## What you need to do
Resume the blog post about YourNextRepresentative's storage migration, starting right after its final line.

## Text to read
○ ○ ○ ○ ○

This post was originally intended for the mySociety blog, but because of its length and technical content people suggested to me it might be more suitable for my own blog. This about the development of the YourNextRepresentative project (GitHub link), and in particular why and how we migrated its storage system from using the PopIt web service to instead use PostgreSQL via django-popolo. Hopefully this might be of interest to those who have been following the development of YourNextRepresentative (previously YourNextMP).
YourNextMP for 2015
For the 2015 General Election in the UK, we developed a new codebase to crowd-source the candidates who were standing in every constituency; this site was YourNextMP. (Edmund von der Burg kindly let us use the yournextmp.com domain name, which he’d used for his site with the same intent for the 2010 election.) We were developing this software to help out Democracy Club, who ran the site and built up the community of enthusiastic contributors that made YourNextMP so successful.
At the time, we saw this crowd-sourcing challenge as a natural fit for another technology we had been developing called PopIt, which was a data store and HTTP-based API for information about people and the organizations they hold positions in. PopIt used the Popolo data model, which is a very carefully thought-out specification for storing open government data. The Popolo standard helps you avoid common mistakes in modelling data about people and organisations, and PopIt provided interfaces for helping people to create structured data that conformed to that data model, and also made it easily available.
The original intention was that YourNextMP would be quite a thin front-end for PopIt but, as development progressed, but it became clear that this would provide a very poor user experience for editors. So, the YourNextMP wrapper, even in the very early versions, had to provide a lot of features that weren’t available in PopIt, such as:
- A user experience specific to the task of crowd-sourcing election candidate data, rather than the very generic and unconstrained editing interface of PopIt’s web-based UI.
- Versioning of information about people, including being able to revert to earlier versions.
- Lookup of candidates by postcode.
- Summary statistics of progress and completion of the crowdsourcing effort.
- Logging of actions taken by users, so recent changes could be tracked and checked.
- CSV export of the data as well as the JSON based API.
- etc. etc.
Later on in development we also added more advanced features such as a photo moderation queue. To help support all of this, the YourNextMP front-end used a traditional RDBMS (in our case usually PostgreSQL), but effectively PopIt was the primary data store, which had all the information about people and the posts they were standing for.
This system worked fine for the general election, and I think everyone considered the YourNextMP project to be a great success – we had over a million unique users, and the data was extensively reused, including by Google for their special election information widget. (You can see some more about the project in this presentation.)
Turning YourNextMP into YourNextRepresentative
There had been a considerable demand to reuse the code from YourNextMP for other elections internationally, so our development efforts then focussed on making the code reusable for other elections. The key parts of this were:
- Separating out any UK-specific code from the core application
- Supporting multiple elections generically (the site was essentially hard-coded to only know about two elections – the 2010 and 2015 UK general elections)

○ ○ ○ ○ ○

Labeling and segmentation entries
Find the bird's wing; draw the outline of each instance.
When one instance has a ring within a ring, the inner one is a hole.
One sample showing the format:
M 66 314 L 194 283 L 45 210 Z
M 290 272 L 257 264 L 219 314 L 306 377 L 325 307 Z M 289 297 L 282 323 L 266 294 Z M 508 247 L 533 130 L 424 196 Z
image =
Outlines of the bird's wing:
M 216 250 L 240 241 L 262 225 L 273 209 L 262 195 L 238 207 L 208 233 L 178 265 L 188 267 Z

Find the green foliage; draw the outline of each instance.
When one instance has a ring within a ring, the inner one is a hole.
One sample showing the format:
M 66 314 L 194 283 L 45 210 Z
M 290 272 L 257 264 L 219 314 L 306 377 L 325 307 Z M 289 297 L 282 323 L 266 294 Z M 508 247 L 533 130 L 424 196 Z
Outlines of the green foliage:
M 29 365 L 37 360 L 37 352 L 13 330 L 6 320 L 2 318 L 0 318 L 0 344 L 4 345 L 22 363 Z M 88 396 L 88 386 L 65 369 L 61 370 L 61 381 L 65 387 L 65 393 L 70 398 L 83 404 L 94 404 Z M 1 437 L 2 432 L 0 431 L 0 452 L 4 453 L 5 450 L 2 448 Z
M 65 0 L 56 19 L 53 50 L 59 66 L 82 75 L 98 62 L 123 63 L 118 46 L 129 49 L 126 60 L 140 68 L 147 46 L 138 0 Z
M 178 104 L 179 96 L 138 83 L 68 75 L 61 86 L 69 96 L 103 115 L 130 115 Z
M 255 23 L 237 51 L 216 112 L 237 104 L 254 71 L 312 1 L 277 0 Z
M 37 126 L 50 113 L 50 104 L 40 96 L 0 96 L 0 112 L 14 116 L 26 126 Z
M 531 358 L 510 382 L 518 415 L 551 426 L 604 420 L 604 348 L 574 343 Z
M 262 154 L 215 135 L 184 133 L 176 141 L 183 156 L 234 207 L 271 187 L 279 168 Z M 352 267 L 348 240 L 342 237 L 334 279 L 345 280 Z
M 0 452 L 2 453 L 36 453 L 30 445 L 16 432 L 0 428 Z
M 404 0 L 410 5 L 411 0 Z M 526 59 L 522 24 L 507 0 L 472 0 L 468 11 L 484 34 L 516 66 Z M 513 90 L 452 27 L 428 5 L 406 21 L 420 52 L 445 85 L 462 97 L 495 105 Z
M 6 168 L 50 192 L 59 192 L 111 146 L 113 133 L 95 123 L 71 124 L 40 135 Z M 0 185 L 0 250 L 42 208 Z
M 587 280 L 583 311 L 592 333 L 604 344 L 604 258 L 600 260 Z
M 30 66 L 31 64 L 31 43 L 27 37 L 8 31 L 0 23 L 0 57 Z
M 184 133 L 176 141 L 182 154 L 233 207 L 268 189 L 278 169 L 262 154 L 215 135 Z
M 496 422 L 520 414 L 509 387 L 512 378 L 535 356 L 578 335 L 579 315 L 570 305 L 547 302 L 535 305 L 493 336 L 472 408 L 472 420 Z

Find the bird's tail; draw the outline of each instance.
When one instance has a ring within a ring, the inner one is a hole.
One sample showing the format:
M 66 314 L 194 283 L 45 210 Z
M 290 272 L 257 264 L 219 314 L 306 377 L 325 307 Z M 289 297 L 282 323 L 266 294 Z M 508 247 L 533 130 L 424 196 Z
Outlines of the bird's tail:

○ ○ ○ ○ ○

## Expected output
- Internationalizing all text in the codebase, so that it could be localized into other languages.
We worked on this with the target of supporting a similar candidate crowd-sourcing effort for the general election in Argentina in 2015, which was being run by Congreso Interactivo, Open Knowledge Argentina and the Fundación Legislativo. This new version of the code was deployed as part of their Yo Quiero Saber site.
Since the name “YourNextMP” implies that the project is specific to electoral systems with Members of Parliament, we also changed the name to YourNextRepresentative. This name change wasn’t just about international re-use of the code – it’s going to be supporting the 2016 elections in the UK as well, where the candidates won’t be aspiring to be MPs, but rather MSPs, MLAs, AMs, mayors, PCCs and local councillors.
Problems with PopIt
It had become apparent to us throughout this development history that PopIt was creating more problems than it was solving for us. In particular:
- The lack of foreign keys constraints between objects in PopIt, and across the interface between data in PostgreSQL and PopIt meant that we were continually having to deal with data integrity problems.
- PopIt was based on MongoDB, and while it used JSON schemas to constrain the data that could be stored in the Popolo defined fields, all other data you added was unconstrained. We spent a lot of time of time writing scripts that just fixed data in PopIt that had been accidentally introduced or broken.
- PopIt made it difficult to efficiently query for a number of things that would have been simple to do in SQL. (For example, counts of candidates per seat and per party were calculated offline from a cron-job and stored in the database.)
- Developers who wanted to work on the codebase would have to set up a PopIt locally or use our hosted version; this unusual step made it much more awkward for other people to set up a development system compared to any conventional django-based site.
- PopIt’s API had a confusing split between data that was available from its collection-based endpoints and the search endpoints; the latter meant using Elasticsearch’s delightfully named “Simple Query String Query” which was powerful but difficult for people to use.
- It was possible (and common) to POST data to PopIt that it could store in MongoDB but couldn’t stored in Elasticsearch, but no error would be returned. This long-standing bug meant that the results you got from the collections API (MongoDB-backed) and search API (Elasticsearch-backed) were confusingly inconsistent.
- The latency of requests to the API under high load meant we had to have a lot of caching. (We discovered this on the first leaders’ debate, which was a good indication of how much traffic we’d have to cope with.) Getting the cache invalidation correct was tricky, in accordance with the usual aphorism.
At the same time, we were coming to the more broad conclusion that the PopIt project hadn’t been achieving the goals that we’d hoped it would, despite having putting a lot of development time into it, and we decided to stop all development on PopIt. (For many applications of PopIt we now felt the user need was better served by the new EveryPolitician project, but in YourNextRepresentative’s case that didn’t apply, since EveryPolitician only tracks politicians after they’re elected, not when they’re candidates.)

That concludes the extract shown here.